> **REQUEST**
Render the lines from the one with "target: finger" to the one with "124 95 L 124", both included, as a JSON list of strings with one string per line and blank lines left out.

## Begin SOURCE MATERIAL

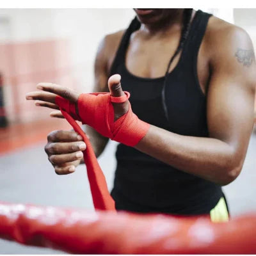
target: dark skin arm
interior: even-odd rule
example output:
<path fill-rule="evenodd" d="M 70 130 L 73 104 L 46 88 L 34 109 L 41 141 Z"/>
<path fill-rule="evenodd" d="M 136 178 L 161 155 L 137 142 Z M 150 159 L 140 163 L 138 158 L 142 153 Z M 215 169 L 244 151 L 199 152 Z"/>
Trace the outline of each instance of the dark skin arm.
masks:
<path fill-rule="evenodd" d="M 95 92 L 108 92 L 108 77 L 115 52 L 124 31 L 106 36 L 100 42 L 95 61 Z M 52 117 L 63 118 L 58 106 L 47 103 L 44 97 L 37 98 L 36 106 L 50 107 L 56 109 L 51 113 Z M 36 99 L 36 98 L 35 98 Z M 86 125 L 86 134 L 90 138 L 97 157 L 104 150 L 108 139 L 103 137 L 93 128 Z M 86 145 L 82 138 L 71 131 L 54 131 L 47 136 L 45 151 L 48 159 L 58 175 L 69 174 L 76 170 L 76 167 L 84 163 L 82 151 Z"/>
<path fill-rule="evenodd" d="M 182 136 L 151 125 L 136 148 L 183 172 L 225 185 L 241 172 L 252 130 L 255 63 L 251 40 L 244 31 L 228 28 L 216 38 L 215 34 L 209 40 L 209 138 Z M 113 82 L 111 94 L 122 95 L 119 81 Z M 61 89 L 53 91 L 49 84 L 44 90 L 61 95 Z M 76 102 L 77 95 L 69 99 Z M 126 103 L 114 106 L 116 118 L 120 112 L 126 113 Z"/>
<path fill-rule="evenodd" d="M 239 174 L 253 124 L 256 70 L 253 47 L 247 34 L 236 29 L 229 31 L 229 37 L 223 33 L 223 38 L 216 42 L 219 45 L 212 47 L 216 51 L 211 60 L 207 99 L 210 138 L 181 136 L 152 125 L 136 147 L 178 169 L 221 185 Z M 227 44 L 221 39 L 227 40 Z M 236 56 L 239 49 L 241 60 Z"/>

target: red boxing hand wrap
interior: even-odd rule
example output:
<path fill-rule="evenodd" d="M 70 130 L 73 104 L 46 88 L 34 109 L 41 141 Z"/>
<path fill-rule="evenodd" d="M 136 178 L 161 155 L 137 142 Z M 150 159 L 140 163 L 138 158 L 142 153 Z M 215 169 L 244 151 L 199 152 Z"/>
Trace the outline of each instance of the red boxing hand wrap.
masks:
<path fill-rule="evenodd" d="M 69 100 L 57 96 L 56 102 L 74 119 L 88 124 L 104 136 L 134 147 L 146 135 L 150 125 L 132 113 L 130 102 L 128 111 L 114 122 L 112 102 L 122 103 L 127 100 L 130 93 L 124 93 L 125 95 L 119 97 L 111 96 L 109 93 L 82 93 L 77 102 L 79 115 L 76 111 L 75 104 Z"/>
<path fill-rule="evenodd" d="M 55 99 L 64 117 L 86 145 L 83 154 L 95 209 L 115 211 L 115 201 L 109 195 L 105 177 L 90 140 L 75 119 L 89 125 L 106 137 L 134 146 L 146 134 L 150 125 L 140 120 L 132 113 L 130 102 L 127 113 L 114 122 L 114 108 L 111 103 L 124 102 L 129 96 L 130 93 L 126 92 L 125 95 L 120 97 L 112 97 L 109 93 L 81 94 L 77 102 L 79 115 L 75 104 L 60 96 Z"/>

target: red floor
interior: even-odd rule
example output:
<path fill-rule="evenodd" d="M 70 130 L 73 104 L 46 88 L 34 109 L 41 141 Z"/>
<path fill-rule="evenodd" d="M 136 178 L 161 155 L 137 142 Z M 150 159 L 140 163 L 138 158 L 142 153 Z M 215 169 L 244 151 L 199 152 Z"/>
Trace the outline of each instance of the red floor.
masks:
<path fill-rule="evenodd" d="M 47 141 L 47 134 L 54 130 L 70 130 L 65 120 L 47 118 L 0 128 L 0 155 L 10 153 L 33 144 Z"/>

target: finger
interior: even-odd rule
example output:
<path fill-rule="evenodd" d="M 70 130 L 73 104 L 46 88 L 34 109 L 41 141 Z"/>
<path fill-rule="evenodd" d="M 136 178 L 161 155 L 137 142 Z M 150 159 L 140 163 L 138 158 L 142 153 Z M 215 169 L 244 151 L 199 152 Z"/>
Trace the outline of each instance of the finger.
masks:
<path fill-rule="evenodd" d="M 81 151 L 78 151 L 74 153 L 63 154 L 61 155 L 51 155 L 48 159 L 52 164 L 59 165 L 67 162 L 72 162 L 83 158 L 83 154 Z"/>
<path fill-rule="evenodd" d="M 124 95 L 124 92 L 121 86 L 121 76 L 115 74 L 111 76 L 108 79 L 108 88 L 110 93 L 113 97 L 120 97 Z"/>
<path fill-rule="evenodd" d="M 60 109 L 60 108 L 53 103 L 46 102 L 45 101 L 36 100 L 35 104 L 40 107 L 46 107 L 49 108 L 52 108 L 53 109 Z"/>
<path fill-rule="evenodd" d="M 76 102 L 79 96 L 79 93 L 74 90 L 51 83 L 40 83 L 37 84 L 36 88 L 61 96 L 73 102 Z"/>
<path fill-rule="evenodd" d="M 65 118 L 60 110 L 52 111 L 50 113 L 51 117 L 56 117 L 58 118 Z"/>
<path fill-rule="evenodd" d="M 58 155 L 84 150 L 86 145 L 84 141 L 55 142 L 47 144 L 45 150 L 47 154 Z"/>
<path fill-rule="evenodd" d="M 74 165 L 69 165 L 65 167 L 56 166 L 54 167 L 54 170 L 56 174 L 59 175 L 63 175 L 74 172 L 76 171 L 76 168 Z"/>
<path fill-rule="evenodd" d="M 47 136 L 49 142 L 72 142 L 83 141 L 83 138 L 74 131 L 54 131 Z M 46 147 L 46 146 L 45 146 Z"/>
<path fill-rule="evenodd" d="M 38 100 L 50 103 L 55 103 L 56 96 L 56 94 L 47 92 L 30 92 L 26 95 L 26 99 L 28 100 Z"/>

## End SOURCE MATERIAL

> **ANSWER BELOW**
[
  "target: finger",
  "interior: even-odd rule",
  "example output:",
  "<path fill-rule=\"evenodd\" d=\"M 70 130 L 73 104 L 46 88 L 34 109 L 41 141 Z\"/>",
  "<path fill-rule=\"evenodd\" d=\"M 136 178 L 161 155 L 137 142 Z M 150 159 L 140 163 L 138 158 L 142 153 Z M 215 169 L 244 151 L 199 152 Z\"/>",
  "Trace the outline of each instance of the finger.",
  "masks:",
  "<path fill-rule=\"evenodd\" d=\"M 81 151 L 78 151 L 74 153 L 63 154 L 61 155 L 51 155 L 48 159 L 52 164 L 59 165 L 67 162 L 72 162 L 83 158 L 83 154 Z\"/>",
  "<path fill-rule=\"evenodd\" d=\"M 124 95 L 124 92 L 121 86 L 121 76 L 115 74 L 111 76 L 108 79 L 108 88 L 110 93 L 113 97 L 120 97 Z\"/>"
]